## Exercise brief:
For the listing below, return the line containing "Task: locate stone", the line containing "Task: locate small", and all lines in between, exactly as written and nothing else.

=== Begin Enclosure ===

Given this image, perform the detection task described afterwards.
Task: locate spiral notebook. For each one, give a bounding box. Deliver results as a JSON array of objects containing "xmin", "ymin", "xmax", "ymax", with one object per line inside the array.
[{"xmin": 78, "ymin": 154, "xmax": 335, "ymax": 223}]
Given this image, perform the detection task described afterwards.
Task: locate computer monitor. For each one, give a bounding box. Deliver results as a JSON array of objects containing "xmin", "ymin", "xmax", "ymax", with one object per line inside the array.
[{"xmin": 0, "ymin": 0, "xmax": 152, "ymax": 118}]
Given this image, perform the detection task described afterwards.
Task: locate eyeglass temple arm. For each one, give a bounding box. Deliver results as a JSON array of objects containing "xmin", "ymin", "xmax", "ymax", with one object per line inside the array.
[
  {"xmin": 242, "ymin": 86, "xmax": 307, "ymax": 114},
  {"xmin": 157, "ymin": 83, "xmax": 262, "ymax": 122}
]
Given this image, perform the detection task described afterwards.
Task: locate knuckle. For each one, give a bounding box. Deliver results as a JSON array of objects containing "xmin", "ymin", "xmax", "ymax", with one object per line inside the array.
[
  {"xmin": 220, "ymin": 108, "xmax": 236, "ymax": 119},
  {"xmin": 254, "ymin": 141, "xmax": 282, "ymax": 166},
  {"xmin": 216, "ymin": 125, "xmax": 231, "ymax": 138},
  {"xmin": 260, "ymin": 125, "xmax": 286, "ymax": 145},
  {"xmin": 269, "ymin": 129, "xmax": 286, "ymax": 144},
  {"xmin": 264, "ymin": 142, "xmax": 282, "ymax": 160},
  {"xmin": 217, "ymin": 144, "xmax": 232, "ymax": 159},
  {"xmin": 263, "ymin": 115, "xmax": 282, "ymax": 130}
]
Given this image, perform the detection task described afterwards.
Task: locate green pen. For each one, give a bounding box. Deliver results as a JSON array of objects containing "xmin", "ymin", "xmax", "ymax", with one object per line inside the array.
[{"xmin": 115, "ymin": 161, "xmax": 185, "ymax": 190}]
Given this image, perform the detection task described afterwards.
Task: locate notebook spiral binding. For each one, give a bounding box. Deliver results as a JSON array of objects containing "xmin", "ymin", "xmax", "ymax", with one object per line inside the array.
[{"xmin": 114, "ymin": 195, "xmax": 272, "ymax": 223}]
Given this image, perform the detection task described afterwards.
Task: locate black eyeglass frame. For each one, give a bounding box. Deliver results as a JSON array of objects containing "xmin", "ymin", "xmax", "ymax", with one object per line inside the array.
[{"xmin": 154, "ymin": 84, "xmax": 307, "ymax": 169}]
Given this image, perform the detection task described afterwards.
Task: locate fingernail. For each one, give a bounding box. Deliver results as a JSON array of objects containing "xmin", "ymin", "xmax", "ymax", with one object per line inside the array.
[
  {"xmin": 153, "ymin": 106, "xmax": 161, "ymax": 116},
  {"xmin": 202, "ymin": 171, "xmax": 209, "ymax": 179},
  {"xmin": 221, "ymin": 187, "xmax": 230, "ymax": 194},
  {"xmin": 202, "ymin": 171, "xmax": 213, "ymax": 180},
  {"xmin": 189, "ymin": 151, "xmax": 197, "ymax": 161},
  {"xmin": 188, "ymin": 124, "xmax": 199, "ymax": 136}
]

=== End Enclosure ===
=== Begin Enclosure ===

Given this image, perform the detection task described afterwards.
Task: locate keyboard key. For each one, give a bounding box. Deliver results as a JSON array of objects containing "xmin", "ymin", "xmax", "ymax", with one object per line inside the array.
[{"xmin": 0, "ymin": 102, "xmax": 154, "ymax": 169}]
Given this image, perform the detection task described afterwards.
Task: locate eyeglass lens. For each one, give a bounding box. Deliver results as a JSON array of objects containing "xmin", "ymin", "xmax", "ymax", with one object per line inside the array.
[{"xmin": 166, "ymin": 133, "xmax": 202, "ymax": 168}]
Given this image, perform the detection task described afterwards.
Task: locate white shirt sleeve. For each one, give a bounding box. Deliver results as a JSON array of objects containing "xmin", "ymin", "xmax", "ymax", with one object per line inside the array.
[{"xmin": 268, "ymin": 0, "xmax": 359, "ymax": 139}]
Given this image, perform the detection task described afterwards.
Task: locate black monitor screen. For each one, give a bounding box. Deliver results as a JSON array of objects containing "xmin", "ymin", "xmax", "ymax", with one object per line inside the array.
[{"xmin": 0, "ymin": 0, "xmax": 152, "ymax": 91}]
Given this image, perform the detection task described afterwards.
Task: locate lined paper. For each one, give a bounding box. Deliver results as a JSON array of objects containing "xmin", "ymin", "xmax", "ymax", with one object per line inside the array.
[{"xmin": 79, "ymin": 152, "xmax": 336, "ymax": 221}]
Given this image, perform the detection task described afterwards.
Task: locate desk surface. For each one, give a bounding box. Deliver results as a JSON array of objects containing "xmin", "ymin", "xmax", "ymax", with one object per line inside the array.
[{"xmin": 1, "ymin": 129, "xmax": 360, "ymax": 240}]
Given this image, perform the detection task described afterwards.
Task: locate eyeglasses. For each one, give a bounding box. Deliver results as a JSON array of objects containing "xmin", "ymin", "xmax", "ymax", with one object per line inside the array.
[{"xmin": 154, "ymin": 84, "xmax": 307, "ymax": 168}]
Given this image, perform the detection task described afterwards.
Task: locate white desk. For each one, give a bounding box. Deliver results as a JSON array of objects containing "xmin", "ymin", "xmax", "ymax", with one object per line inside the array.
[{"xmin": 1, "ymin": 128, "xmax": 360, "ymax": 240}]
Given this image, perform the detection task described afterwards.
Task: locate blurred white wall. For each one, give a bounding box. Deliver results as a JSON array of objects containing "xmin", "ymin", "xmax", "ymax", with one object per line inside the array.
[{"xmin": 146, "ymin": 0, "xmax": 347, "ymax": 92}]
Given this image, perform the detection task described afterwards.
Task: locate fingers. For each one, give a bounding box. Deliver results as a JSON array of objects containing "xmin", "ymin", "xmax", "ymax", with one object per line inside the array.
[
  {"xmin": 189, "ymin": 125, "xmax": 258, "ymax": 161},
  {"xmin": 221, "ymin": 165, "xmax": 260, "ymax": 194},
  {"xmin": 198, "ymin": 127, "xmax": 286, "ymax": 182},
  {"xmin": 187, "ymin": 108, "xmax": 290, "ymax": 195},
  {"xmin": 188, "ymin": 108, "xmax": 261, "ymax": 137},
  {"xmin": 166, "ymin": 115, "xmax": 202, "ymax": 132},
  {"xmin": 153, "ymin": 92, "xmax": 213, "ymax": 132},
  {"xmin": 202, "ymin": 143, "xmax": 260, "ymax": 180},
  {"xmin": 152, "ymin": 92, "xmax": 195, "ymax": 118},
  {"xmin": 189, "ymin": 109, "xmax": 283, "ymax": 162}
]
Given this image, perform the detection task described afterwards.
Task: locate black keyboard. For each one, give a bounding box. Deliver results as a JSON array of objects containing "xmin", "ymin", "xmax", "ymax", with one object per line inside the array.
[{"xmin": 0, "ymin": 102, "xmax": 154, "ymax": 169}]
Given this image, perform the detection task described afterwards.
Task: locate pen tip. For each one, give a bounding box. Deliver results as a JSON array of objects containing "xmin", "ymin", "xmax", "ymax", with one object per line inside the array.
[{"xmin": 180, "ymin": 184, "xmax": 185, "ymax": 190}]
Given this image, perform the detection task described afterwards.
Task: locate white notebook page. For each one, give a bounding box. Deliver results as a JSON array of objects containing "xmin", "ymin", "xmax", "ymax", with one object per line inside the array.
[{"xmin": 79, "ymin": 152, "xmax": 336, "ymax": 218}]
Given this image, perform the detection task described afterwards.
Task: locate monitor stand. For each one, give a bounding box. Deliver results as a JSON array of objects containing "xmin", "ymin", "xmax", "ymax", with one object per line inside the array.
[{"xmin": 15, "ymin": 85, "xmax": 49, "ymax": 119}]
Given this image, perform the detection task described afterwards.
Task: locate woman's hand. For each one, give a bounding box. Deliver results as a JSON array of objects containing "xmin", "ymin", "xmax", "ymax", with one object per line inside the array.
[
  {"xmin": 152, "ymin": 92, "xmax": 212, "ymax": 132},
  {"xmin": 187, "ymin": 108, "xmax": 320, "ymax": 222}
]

=== End Enclosure ===
=== Begin Enclosure ===

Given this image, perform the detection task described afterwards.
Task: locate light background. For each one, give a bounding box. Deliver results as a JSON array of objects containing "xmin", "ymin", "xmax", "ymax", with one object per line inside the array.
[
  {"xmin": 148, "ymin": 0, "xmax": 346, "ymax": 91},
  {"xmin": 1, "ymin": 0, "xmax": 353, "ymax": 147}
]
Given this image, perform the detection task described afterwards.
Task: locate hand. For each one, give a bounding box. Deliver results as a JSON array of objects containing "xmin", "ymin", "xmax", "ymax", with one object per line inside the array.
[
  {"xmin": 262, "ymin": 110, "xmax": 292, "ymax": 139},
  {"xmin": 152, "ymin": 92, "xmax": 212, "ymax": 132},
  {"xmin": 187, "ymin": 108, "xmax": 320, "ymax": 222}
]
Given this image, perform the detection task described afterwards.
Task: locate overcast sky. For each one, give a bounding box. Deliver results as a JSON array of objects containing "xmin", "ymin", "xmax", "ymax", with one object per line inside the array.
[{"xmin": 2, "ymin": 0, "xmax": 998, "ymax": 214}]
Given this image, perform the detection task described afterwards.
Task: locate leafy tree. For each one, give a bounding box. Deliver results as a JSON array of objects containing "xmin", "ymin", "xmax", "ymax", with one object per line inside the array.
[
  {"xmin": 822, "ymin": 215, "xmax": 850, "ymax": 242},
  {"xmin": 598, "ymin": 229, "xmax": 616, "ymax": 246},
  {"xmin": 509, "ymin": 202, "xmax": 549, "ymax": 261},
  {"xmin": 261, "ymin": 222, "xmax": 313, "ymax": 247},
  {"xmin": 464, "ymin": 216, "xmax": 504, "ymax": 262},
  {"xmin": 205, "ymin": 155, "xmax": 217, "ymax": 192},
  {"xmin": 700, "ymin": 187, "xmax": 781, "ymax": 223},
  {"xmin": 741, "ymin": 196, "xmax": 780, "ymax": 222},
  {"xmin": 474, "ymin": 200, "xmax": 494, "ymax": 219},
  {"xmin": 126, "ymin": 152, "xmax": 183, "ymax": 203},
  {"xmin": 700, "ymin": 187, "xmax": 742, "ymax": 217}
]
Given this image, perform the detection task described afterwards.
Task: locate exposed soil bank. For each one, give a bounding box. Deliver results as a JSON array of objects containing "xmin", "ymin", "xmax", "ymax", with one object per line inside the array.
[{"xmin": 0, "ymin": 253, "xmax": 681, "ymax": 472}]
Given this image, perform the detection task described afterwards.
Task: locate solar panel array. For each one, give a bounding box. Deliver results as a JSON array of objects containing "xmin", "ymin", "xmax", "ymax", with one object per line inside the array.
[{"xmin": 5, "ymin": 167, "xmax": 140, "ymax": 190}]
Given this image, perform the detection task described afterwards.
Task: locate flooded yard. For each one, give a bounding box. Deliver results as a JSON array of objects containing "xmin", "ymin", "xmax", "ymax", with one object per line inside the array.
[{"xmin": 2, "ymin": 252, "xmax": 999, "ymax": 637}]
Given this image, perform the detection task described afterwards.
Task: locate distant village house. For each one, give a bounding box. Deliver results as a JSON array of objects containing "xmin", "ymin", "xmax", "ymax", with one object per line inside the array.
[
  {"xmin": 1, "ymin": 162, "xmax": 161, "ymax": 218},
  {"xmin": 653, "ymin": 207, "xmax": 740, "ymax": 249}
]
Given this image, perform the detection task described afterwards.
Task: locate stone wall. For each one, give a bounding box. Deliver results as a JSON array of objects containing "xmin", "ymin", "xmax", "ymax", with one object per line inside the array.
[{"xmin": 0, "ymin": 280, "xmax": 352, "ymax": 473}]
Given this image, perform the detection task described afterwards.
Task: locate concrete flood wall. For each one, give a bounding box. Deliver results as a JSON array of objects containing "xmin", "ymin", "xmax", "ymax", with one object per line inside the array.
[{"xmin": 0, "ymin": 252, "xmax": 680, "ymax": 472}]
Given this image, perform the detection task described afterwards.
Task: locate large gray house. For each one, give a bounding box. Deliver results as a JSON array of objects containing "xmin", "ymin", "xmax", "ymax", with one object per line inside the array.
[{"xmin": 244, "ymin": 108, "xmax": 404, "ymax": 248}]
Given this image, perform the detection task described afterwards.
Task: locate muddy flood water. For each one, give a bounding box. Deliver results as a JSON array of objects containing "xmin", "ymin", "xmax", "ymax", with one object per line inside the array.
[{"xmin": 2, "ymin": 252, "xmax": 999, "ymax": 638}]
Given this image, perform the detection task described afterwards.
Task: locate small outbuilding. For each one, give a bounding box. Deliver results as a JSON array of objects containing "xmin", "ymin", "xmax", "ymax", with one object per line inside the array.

=== End Enclosure ===

## The answer:
Task: locate stone wall. For each one, give a bounding box. Deliver results as a JSON array of objects containing "xmin", "ymin", "xmax", "ymax", with one object per line inside the array.
[{"xmin": 0, "ymin": 280, "xmax": 352, "ymax": 473}]
Given this image, perform the detection task described afterwards.
Task: locate concrete flood wall. For each one, give a bounding box. Deliver results as a JSON array of objects containing "xmin", "ymin", "xmax", "ymax", with one object per line inside the array.
[{"xmin": 0, "ymin": 252, "xmax": 680, "ymax": 472}]
Given this image, perform the detection task described afterwards.
Task: locate large gray house. For each one, give a bounding box. Deliver results as a JSON array of objects containing "xmin", "ymin", "xmax", "ymax", with one object per line inside the array.
[{"xmin": 244, "ymin": 108, "xmax": 404, "ymax": 248}]
Given this image, perform the detection task described afterwards.
Task: locate muddy flood water. For each one, give a bounding box. Deliver results as a JSON array of objects containing "xmin", "ymin", "xmax", "ymax", with one object per line inside the array.
[{"xmin": 2, "ymin": 252, "xmax": 999, "ymax": 638}]
Given this image, perform the detection task described afterwards.
Task: locate small outbuilding. For each one, give a bounding box. Deliver results as a JSON array of objects containing "xmin", "ymin", "xmax", "ymax", with one object per line inside the array.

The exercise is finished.